((
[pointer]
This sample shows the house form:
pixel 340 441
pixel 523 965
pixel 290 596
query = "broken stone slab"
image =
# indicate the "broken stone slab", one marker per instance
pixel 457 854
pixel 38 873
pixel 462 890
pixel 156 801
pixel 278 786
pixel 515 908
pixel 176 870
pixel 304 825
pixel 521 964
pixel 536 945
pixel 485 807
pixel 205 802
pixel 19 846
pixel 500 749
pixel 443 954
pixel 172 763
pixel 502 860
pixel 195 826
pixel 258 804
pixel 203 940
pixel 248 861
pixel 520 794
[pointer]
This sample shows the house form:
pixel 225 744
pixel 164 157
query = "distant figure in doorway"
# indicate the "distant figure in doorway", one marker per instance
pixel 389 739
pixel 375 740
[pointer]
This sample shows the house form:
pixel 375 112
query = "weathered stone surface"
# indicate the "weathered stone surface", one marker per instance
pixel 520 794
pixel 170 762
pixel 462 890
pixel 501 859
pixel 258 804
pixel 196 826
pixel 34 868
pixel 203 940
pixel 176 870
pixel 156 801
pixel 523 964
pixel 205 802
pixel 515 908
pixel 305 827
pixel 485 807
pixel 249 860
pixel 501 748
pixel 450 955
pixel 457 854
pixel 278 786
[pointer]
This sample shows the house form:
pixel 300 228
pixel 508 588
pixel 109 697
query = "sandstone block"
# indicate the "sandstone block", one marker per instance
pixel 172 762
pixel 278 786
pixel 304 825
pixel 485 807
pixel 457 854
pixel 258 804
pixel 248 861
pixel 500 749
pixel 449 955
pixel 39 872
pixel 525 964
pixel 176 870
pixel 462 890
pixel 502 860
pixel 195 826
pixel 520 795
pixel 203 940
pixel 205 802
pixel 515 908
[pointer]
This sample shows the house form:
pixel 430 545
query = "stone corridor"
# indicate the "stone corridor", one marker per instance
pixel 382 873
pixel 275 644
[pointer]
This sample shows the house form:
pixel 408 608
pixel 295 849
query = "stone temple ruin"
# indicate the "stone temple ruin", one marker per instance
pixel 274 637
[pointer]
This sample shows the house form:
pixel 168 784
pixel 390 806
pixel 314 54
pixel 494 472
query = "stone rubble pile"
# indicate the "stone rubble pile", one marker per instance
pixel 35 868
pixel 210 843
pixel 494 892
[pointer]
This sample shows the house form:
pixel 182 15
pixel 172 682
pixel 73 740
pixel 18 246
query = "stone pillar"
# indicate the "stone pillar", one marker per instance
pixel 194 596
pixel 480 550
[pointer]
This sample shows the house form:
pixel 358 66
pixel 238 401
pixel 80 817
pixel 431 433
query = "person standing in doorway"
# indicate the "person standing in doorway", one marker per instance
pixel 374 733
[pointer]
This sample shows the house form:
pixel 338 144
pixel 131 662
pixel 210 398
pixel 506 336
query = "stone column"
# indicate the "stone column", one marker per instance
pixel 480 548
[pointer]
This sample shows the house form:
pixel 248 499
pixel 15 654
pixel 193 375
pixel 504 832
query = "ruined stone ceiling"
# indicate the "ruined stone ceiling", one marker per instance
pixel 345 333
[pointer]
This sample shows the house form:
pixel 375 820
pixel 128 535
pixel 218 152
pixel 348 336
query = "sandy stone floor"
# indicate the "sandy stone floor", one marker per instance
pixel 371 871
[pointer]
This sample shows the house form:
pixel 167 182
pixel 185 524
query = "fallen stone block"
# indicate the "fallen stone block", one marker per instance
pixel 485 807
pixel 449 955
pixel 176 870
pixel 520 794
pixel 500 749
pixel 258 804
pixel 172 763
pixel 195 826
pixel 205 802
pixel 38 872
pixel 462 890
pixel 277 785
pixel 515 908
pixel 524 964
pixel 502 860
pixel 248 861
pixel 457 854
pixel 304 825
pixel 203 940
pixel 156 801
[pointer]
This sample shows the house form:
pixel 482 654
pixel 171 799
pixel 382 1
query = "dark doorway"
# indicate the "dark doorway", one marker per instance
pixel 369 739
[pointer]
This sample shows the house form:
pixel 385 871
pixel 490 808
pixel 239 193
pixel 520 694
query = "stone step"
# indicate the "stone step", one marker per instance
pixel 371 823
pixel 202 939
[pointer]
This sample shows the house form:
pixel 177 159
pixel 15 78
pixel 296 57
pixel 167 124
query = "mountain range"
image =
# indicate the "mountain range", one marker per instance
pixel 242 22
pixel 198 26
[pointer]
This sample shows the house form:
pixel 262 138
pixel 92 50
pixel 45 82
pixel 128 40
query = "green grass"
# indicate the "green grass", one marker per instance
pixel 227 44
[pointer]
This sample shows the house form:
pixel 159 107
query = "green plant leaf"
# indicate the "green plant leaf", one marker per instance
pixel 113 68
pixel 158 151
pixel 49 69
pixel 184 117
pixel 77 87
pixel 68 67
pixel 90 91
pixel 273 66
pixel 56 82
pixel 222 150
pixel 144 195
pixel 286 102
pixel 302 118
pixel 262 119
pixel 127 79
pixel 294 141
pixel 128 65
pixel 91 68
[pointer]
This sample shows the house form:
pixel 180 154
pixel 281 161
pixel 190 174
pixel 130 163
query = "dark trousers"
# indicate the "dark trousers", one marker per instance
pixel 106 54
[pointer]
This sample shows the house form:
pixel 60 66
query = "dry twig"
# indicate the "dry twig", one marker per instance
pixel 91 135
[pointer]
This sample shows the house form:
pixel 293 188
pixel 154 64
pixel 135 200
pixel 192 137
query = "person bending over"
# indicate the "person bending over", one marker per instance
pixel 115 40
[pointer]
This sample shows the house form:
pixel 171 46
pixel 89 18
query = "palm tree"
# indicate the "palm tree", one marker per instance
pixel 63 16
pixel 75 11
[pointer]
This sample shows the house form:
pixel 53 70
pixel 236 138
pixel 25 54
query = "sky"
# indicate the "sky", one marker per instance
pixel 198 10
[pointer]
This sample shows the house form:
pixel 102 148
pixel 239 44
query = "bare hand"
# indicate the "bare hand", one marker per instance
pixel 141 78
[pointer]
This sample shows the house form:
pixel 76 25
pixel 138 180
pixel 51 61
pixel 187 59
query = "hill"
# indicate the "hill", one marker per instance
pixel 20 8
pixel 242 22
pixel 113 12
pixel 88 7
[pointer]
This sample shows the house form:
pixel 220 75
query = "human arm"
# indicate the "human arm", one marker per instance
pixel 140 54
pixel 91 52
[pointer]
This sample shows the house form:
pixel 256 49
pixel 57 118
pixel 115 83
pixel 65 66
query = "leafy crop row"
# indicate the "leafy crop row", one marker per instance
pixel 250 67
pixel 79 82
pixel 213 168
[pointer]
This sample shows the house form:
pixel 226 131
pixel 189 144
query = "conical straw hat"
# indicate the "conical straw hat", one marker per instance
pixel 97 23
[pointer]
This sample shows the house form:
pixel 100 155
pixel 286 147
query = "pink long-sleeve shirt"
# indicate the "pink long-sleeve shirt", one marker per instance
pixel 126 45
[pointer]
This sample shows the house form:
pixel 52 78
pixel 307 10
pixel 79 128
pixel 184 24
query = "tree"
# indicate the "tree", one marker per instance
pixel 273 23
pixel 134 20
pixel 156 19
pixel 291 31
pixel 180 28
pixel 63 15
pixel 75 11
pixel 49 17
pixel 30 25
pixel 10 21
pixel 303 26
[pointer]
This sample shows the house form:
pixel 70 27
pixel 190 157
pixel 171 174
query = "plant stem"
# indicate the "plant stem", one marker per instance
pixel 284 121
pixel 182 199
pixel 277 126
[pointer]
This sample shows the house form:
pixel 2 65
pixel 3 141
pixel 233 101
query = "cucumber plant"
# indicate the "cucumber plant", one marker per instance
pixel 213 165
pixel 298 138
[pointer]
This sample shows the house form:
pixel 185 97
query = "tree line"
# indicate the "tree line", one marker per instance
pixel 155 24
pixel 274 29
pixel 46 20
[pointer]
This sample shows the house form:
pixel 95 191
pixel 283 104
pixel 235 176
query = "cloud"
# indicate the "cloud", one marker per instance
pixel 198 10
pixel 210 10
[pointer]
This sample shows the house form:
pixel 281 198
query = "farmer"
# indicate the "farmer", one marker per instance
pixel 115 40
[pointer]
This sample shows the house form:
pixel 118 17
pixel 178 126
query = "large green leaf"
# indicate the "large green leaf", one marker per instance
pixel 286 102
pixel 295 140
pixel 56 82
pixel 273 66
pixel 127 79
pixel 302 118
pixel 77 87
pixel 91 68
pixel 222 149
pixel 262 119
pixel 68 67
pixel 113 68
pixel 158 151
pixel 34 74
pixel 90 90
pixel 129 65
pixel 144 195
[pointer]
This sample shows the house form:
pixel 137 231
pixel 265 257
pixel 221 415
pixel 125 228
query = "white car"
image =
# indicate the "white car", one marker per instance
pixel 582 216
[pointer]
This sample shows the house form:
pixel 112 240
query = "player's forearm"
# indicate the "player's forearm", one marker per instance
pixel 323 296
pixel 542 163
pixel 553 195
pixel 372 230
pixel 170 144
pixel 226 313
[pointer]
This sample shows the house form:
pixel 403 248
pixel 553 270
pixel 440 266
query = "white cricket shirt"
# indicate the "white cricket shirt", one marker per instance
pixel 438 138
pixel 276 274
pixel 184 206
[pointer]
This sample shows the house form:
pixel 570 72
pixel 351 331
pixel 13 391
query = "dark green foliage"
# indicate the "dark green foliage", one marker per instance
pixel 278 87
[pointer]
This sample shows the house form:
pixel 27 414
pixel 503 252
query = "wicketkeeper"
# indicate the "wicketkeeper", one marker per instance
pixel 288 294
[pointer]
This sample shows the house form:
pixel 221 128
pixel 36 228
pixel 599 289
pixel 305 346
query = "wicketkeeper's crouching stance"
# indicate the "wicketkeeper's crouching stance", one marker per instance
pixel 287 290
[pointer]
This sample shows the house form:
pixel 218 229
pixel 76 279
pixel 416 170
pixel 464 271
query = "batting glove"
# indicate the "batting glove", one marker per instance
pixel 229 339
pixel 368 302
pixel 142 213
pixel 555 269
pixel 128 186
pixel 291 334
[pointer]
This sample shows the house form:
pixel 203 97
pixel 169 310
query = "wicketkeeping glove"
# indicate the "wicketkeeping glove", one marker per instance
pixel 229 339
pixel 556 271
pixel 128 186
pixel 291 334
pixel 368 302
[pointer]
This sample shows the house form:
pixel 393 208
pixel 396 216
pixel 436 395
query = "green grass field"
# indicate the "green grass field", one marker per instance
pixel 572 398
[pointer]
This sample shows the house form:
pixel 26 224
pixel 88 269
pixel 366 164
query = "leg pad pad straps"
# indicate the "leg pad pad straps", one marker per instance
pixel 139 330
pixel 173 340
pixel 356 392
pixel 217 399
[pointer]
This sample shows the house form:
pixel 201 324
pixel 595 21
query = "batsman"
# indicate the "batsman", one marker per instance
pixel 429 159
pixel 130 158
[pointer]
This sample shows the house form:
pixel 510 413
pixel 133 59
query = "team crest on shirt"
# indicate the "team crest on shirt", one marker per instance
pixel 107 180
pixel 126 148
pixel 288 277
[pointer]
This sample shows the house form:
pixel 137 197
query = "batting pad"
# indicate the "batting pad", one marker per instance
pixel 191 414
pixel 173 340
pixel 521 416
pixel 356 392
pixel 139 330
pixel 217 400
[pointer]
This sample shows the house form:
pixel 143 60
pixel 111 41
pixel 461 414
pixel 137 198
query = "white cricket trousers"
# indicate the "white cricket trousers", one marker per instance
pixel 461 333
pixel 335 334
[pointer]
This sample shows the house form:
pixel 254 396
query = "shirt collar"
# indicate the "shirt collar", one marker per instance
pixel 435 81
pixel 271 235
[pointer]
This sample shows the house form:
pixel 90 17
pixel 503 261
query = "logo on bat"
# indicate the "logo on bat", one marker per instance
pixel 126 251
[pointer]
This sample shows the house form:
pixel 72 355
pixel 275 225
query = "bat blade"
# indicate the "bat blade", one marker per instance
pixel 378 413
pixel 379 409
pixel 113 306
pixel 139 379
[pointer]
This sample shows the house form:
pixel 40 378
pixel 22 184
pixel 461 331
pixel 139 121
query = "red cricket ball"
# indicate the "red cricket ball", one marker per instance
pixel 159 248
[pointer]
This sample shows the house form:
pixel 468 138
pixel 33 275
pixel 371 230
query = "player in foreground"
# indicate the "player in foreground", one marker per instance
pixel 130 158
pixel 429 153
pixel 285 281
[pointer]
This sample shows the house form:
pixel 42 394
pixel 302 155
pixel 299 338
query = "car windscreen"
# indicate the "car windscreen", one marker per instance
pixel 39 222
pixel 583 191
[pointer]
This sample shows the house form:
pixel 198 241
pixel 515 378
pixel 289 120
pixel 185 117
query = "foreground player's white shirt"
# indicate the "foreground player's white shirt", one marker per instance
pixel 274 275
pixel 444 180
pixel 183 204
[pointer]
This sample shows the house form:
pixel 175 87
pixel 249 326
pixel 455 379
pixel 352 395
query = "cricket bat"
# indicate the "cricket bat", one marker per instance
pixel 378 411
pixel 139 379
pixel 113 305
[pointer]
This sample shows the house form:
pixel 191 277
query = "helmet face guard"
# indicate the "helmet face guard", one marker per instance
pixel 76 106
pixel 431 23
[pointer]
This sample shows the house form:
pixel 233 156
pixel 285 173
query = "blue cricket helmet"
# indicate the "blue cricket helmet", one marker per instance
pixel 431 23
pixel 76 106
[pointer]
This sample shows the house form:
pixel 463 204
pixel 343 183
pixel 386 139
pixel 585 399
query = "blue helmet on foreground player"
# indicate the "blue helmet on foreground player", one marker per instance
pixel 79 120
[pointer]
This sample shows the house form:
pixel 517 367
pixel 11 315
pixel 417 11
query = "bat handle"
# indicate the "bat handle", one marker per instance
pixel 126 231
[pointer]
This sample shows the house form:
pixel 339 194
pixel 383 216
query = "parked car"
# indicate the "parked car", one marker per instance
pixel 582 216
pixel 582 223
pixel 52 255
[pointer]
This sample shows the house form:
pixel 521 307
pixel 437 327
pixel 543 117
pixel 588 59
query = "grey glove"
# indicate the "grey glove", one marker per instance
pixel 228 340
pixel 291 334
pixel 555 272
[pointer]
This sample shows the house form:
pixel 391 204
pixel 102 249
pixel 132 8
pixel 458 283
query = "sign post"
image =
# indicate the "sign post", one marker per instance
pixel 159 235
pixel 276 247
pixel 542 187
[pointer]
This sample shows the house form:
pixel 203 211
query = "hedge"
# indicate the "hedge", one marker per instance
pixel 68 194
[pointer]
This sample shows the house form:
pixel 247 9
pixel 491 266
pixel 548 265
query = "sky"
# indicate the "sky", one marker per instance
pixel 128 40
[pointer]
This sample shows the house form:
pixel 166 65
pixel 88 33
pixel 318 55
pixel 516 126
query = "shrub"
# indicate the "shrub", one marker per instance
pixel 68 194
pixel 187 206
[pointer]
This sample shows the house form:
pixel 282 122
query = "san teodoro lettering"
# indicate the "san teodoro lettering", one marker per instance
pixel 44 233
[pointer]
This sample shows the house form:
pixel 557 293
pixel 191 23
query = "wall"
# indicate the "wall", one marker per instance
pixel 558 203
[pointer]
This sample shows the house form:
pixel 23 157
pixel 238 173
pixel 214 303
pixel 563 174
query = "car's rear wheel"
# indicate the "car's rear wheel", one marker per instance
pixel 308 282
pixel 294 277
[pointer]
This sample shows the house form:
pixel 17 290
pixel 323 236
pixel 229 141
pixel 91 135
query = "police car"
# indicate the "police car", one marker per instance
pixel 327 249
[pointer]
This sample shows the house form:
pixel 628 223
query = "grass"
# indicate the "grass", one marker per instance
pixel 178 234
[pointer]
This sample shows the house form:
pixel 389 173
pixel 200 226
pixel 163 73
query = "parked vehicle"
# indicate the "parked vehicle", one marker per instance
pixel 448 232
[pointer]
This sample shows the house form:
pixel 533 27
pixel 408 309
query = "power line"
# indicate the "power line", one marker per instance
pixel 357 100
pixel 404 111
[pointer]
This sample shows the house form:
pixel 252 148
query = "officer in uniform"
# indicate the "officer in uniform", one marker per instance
))
• _What you should do_: Copy every line of the listing above that contains the string "bare". Matching is case-sensitive.

• _Reply_:
query = "bare hand"
# indicate the "bare hand", one marker per instance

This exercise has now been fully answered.